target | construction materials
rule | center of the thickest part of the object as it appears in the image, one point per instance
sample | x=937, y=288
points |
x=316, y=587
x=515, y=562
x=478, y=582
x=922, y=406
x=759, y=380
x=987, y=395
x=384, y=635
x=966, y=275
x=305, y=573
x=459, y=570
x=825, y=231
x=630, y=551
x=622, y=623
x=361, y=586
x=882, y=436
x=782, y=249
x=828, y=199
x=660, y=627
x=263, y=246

----------

_TASK STATEMENT_
Rewrite all of the entries above, replacing "thickest" with "widest" and leaving everything else unchanged.

_RESPONSE FOR THIS EXERCISE_
target | construction materials
rule | center of the widest part of the object as it appears in the image, one point per instance
sample | x=937, y=288
points |
x=316, y=587
x=515, y=562
x=478, y=582
x=922, y=406
x=759, y=380
x=987, y=395
x=384, y=635
x=966, y=275
x=305, y=573
x=459, y=570
x=825, y=231
x=630, y=551
x=622, y=623
x=361, y=586
x=882, y=436
x=782, y=249
x=828, y=199
x=660, y=627
x=263, y=246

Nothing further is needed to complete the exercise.